++++ Excerpt provided ++++

The new hashtags to be used in constructing the graph are as follows
hashtags = [Apache, Hadoop, Storm], created_at: Thu Mar 24 17:51:15 +0000 2016
hashtags = [Apache], created_at: Thu Mar 24 17:51:30 +0000 2016
hashtags = [Flink, Spark], created_at: Thu Mar 24 17:51:55 +0000 2016
hashtags = [Spark , HBase], created_at: Thu Mar 24 17:51:58 +0000 2016
hashtags = [Hadoop, Apache], created_at: Thu Mar 24 17:52:12 +0000 2016
hashtags = [Flink, HBase], created_at: Thu Mar 24 17:52:10 +0000 2016
A new edge is added to the graph and the edge list becomes
#Apache <-> #Hadoop
#Hadoop <-> #Storm
#Storm <-> #Apache
#Flink <-> #Spark
#HBase <-> $Spark
#HBase <-> #Flink
The graph can be visualized as
The average degree is (2+2+2+2+2+2) / 6 = 2.00
The rolling average degree output becomes
1.00
2.00
2.00
2.00
2.00
1.66
2.00
Now, let's say that a new tweet comes in and the extracted information is
hashtags = [Cassandra, NoSQL], created_at: Thu Mar 24 17:51:10 +0000 2016
This tweet is out of order and is outside the 60 second window of the maximum timestamp processed (latest timestamp), i.e., Thu Mar 24 17:52:12 +0000 2016
. This tweet should be ignored. It will not form new edges and will not contribute to the graph formation. The graph remains the same as before this tweet arrived, so the average remains 2.00
.
Consider that a new tweet arrives and the extracted information is
hashtags = [Kafka, Apache], created_at: Thu Mar 24 17:52:20 +0000 2016
We can see that the tweet with hashtags [Apache, Hadoop, Storm]
has a timestamp that is more than 60 seconds behind this new tweet. This means that the edges formed by the tweet 60 seconds behind the maximum timestamp processed (latest timestamp) should be evicted and the edges formed by that should not be included in our average degree calculation.

++++

Work to be completed -> In the excerpt on the hashtag graph, what should be done with the tweet carrying the hashtags [Cassandra, NoSQL]?

++++ Dataset rows ++++

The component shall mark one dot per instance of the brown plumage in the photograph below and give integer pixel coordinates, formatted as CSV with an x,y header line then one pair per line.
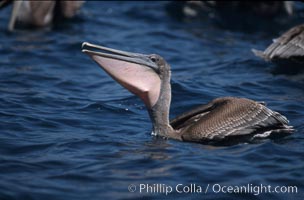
x,y
288,47
227,117
40,13
226,120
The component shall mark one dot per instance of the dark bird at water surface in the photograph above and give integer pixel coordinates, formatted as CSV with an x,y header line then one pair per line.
x,y
288,49
37,13
226,120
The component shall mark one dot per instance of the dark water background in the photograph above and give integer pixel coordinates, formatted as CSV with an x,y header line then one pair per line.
x,y
68,131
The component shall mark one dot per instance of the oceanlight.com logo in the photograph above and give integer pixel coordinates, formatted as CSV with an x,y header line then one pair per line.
x,y
193,188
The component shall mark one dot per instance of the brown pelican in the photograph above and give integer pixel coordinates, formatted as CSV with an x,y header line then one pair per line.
x,y
225,119
288,47
40,13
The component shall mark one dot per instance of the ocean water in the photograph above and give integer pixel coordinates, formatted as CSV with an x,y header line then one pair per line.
x,y
68,131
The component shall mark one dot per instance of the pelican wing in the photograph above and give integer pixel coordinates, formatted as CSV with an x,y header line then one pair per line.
x,y
229,117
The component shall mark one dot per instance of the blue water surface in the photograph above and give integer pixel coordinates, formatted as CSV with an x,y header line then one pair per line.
x,y
68,131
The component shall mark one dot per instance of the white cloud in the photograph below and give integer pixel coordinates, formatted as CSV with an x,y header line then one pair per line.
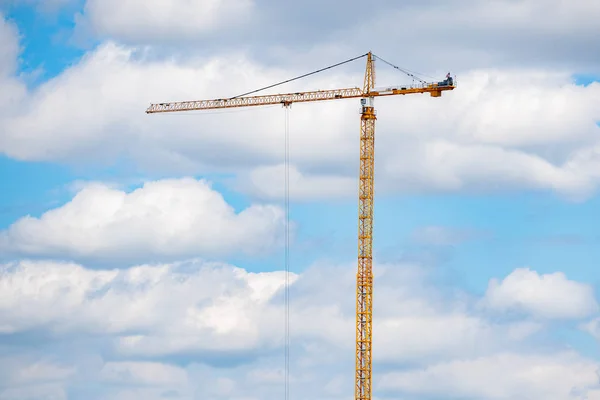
x,y
502,376
162,219
9,48
156,20
498,130
143,373
201,311
545,296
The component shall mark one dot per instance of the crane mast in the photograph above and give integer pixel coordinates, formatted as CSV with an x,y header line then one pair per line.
x,y
364,276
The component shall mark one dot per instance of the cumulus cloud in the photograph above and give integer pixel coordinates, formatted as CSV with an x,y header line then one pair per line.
x,y
163,219
163,327
546,296
463,141
9,48
501,376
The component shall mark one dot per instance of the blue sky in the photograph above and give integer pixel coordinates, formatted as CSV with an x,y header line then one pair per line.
x,y
485,220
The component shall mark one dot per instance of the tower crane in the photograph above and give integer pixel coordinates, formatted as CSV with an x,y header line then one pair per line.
x,y
364,277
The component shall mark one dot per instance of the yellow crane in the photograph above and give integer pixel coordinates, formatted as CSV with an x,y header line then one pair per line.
x,y
364,277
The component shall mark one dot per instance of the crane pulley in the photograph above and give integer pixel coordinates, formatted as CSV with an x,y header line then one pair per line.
x,y
364,278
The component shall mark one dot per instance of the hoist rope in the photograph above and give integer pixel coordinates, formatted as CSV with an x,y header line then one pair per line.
x,y
287,254
400,69
299,77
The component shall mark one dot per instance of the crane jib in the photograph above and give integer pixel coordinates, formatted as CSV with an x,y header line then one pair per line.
x,y
364,278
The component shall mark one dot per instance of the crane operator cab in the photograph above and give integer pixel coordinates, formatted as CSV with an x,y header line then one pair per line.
x,y
448,81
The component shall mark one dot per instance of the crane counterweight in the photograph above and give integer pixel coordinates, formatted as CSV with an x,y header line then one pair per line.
x,y
364,277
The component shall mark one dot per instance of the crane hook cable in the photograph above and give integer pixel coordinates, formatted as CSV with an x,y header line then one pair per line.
x,y
400,69
287,254
300,77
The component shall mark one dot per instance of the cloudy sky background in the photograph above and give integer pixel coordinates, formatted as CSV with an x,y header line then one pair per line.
x,y
141,255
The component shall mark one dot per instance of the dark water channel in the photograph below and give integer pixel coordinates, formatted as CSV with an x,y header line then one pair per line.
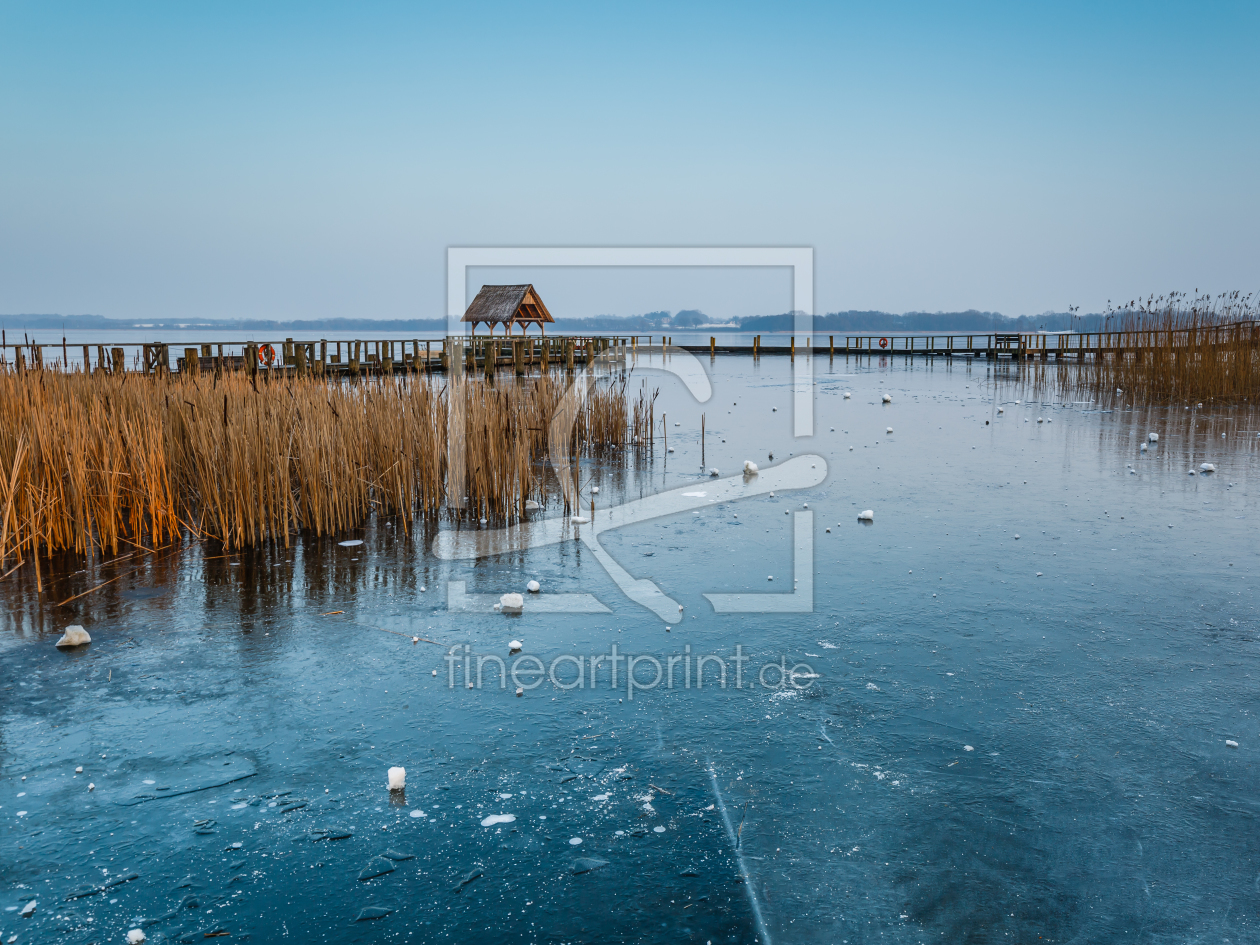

++++

Finished task -> It should be ignored: it forms no new edges and does not contribute to the graph.